ENTRIES:
======

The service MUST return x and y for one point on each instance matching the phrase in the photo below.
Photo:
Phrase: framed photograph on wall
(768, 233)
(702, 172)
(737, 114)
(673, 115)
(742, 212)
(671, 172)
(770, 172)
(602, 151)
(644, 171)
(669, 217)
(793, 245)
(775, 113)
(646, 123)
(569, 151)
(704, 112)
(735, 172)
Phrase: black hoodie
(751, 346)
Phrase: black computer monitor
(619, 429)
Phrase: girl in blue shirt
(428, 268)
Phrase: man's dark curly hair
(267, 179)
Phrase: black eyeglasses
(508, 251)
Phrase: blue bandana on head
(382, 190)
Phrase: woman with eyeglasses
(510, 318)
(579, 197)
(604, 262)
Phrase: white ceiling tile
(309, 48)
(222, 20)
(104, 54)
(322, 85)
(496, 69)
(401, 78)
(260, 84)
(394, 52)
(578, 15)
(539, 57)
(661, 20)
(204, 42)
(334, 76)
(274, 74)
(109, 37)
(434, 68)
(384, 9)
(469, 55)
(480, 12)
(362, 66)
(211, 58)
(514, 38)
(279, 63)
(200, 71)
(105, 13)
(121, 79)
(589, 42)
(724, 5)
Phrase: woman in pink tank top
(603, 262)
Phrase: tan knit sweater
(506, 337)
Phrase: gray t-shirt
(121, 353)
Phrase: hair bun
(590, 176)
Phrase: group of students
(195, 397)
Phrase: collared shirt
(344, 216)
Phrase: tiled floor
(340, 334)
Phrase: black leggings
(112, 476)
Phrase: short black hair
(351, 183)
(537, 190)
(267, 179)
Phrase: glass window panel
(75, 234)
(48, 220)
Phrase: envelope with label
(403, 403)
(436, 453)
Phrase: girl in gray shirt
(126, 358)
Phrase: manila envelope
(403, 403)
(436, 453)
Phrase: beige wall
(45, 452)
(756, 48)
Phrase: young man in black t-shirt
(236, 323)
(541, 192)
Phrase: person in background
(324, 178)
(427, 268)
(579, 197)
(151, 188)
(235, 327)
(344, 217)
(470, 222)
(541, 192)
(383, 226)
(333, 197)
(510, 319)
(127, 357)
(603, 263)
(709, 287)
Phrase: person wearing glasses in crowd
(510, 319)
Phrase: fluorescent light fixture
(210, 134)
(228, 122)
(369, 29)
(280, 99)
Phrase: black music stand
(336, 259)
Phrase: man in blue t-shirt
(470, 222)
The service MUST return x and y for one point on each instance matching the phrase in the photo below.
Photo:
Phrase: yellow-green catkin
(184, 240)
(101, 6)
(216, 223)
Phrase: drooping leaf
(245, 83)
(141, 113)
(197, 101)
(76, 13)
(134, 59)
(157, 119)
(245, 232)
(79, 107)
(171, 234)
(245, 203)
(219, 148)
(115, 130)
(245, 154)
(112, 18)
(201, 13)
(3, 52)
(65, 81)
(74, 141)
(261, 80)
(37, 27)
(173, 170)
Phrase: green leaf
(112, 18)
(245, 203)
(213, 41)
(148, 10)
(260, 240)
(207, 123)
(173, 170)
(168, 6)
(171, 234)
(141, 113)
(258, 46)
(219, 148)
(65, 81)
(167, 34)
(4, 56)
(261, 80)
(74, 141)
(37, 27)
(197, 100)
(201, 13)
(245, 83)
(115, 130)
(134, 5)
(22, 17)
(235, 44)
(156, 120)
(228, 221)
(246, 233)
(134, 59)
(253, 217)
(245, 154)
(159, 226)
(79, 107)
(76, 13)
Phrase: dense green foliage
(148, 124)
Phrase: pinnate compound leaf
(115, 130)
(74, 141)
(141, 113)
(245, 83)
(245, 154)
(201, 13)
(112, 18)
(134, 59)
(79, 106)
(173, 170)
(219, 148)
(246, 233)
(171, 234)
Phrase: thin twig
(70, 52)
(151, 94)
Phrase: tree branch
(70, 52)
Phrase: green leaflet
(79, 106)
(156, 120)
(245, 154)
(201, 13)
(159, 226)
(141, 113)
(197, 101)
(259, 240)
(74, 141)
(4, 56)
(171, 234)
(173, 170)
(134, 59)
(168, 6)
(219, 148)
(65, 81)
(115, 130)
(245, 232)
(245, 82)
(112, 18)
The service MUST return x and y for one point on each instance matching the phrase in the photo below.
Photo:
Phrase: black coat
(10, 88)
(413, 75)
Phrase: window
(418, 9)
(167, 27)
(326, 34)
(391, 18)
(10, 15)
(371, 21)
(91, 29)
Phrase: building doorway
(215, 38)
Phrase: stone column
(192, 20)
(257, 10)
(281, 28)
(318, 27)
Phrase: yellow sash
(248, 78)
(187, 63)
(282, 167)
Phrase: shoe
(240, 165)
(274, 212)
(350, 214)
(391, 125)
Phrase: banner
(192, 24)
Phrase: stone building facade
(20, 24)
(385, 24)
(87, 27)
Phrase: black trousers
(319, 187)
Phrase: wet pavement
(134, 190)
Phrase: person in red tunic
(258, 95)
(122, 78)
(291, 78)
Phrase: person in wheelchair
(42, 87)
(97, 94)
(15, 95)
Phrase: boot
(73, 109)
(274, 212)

======

WORK INSTRUCTIONS: Please restate the records in full, word for word.

EXERCISE RESPONSE:
The service MUST return x and y for one point on each instance matching the phrase in the photo below.
Photo:
Phrase: framed photograph on wall
(768, 233)
(702, 172)
(737, 114)
(673, 115)
(742, 212)
(671, 172)
(770, 172)
(602, 151)
(644, 171)
(669, 217)
(793, 245)
(775, 113)
(646, 123)
(569, 151)
(704, 112)
(735, 172)
Phrase: black hoodie
(751, 346)
Phrase: black computer monitor
(619, 429)
Phrase: girl in blue shirt
(428, 268)
Phrase: man's dark curly hair
(267, 179)
Phrase: black eyeglasses
(508, 251)
Phrase: blue bandana on head
(382, 190)
Phrase: woman with eyeglasses
(510, 318)
(579, 197)
(604, 262)
Phrase: white ceiling tile
(309, 48)
(222, 20)
(104, 54)
(322, 85)
(496, 69)
(401, 78)
(260, 84)
(394, 52)
(578, 15)
(539, 57)
(661, 20)
(204, 42)
(334, 76)
(274, 74)
(109, 37)
(434, 68)
(384, 9)
(469, 55)
(480, 12)
(362, 66)
(211, 58)
(514, 38)
(279, 63)
(200, 71)
(105, 13)
(121, 79)
(589, 42)
(724, 5)
Phrase: woman in pink tank top
(603, 262)
Phrase: tan knit sweater
(506, 337)
Phrase: gray t-shirt
(121, 353)
Phrase: hair bun
(590, 176)
Phrase: group of students
(195, 397)
Phrase: collared shirt
(344, 216)
Phrase: tiled floor
(340, 334)
Phrase: black leggings
(112, 476)
Phrase: short black hair
(351, 183)
(537, 190)
(267, 179)
Phrase: glass window panel
(75, 234)
(48, 220)
Phrase: envelope with label
(403, 403)
(436, 453)
Phrase: girl in gray shirt
(126, 358)
Phrase: manila envelope
(403, 403)
(436, 453)
Phrase: beige wall
(45, 452)
(756, 48)
Phrase: young man in black t-shirt
(236, 323)
(541, 192)
Phrase: person in background
(324, 178)
(427, 268)
(579, 197)
(151, 188)
(235, 327)
(344, 217)
(470, 222)
(541, 192)
(383, 226)
(333, 197)
(510, 319)
(127, 357)
(603, 263)
(709, 287)
Phrase: person wearing glasses in crowd
(510, 319)
Phrase: fluorescent light fixture
(210, 134)
(228, 122)
(369, 29)
(280, 99)
Phrase: black music stand
(336, 259)
Phrase: man in blue t-shirt
(470, 222)
The service MUST return x and y for one point on each instance matching the phrase in the photo below.
Photo:
Phrase: yellow-green catkin
(184, 240)
(101, 6)
(216, 223)
Phrase: drooping leaf
(245, 83)
(141, 113)
(197, 101)
(76, 13)
(134, 59)
(157, 119)
(245, 232)
(79, 107)
(171, 234)
(245, 203)
(219, 148)
(115, 130)
(245, 154)
(112, 18)
(201, 13)
(3, 52)
(65, 81)
(74, 141)
(261, 80)
(37, 27)
(173, 170)
Phrase: green leaf
(112, 18)
(245, 203)
(213, 41)
(148, 10)
(260, 240)
(207, 123)
(173, 170)
(168, 6)
(171, 234)
(141, 113)
(258, 46)
(219, 148)
(65, 81)
(167, 34)
(4, 56)
(261, 80)
(74, 141)
(37, 27)
(197, 100)
(201, 13)
(245, 83)
(115, 130)
(134, 5)
(22, 17)
(235, 44)
(156, 120)
(228, 221)
(246, 233)
(134, 59)
(253, 217)
(245, 154)
(159, 226)
(79, 107)
(76, 13)
Phrase: dense green foliage
(148, 124)
Phrase: pinnate compound leaf
(115, 130)
(74, 141)
(141, 113)
(245, 83)
(245, 154)
(201, 13)
(112, 18)
(134, 59)
(79, 106)
(173, 170)
(219, 148)
(246, 233)
(171, 234)
Phrase: thin twig
(70, 52)
(151, 94)
Phrase: tree branch
(70, 52)
Phrase: green leaflet
(79, 106)
(156, 120)
(245, 154)
(201, 13)
(159, 226)
(141, 113)
(197, 101)
(259, 240)
(74, 141)
(4, 56)
(171, 234)
(173, 170)
(134, 59)
(168, 6)
(219, 148)
(65, 81)
(115, 130)
(245, 232)
(245, 82)
(112, 18)
The service MUST return x and y for one point on each instance matching the phrase in the photo below.
Photo:
Phrase: black coat
(10, 88)
(413, 75)
Phrase: window
(418, 9)
(167, 27)
(326, 34)
(391, 18)
(10, 15)
(371, 21)
(91, 29)
Phrase: building doorway
(215, 38)
Phrase: stone column
(192, 20)
(257, 10)
(281, 28)
(318, 27)
Phrase: yellow sash
(248, 78)
(187, 63)
(282, 167)
Phrase: shoe
(240, 165)
(274, 212)
(350, 214)
(391, 125)
Phrase: banner
(192, 24)
Phrase: stone building facade
(20, 24)
(385, 24)
(87, 27)
Phrase: black trousers
(319, 187)
Phrase: wet pavement
(134, 190)
Phrase: person in red tunic
(258, 95)
(122, 78)
(291, 78)
Phrase: person in wheelchair
(42, 87)
(97, 94)
(15, 95)
Phrase: boot
(73, 109)
(274, 212)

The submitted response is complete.